▶ [Task to carry out]: Starting with the line containing "patch of grass." and going through the end of the records, write out every line again, requests included, and shift each coordinate in the answers by adding 75 to it.

▶ [Dataset content]:
┄┄┄┄┄┄┄┄┄┄

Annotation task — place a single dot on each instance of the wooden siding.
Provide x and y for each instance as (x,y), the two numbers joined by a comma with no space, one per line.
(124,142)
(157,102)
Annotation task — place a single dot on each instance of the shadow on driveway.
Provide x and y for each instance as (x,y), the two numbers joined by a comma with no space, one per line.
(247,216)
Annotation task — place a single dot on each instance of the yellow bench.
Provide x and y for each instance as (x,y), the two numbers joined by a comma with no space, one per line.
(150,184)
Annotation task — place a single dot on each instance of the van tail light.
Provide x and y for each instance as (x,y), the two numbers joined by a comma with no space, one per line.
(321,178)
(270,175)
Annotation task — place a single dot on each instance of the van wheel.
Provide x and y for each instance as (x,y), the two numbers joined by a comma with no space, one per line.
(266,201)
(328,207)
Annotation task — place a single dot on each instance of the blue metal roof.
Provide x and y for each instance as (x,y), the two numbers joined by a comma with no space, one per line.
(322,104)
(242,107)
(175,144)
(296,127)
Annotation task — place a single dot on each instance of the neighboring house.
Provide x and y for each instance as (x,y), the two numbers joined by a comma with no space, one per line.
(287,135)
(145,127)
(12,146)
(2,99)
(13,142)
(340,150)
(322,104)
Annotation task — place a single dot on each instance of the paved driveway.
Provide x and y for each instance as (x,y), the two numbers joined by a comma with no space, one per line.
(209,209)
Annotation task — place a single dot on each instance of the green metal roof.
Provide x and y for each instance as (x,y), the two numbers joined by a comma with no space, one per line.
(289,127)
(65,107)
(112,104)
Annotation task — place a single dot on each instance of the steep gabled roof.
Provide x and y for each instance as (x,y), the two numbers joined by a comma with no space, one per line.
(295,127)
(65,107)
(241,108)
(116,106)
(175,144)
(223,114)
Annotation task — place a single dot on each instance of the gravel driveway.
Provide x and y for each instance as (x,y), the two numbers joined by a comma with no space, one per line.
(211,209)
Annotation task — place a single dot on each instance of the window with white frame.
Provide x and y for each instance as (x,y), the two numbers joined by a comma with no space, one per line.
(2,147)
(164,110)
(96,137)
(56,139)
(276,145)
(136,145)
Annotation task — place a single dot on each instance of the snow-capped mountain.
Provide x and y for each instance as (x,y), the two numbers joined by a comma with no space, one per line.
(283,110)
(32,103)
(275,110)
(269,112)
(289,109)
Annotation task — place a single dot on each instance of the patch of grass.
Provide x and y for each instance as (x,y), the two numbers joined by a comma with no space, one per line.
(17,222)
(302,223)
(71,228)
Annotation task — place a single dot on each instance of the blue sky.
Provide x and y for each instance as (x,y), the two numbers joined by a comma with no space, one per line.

┄┄┄┄┄┄┄┄┄┄

▶ [Expected output]:
Annotation task — place a single dot on each instance of the patch of grass.
Provide x and y for each instance as (x,y), the two numbers joined by a comma with no space, one per line.
(92,297)
(377,298)
(146,303)
Annotation task — place a single dot on each instance of the blue sky.
Provide x and y for each instance as (x,y), the two numbers joined by a comma with no space, one per line.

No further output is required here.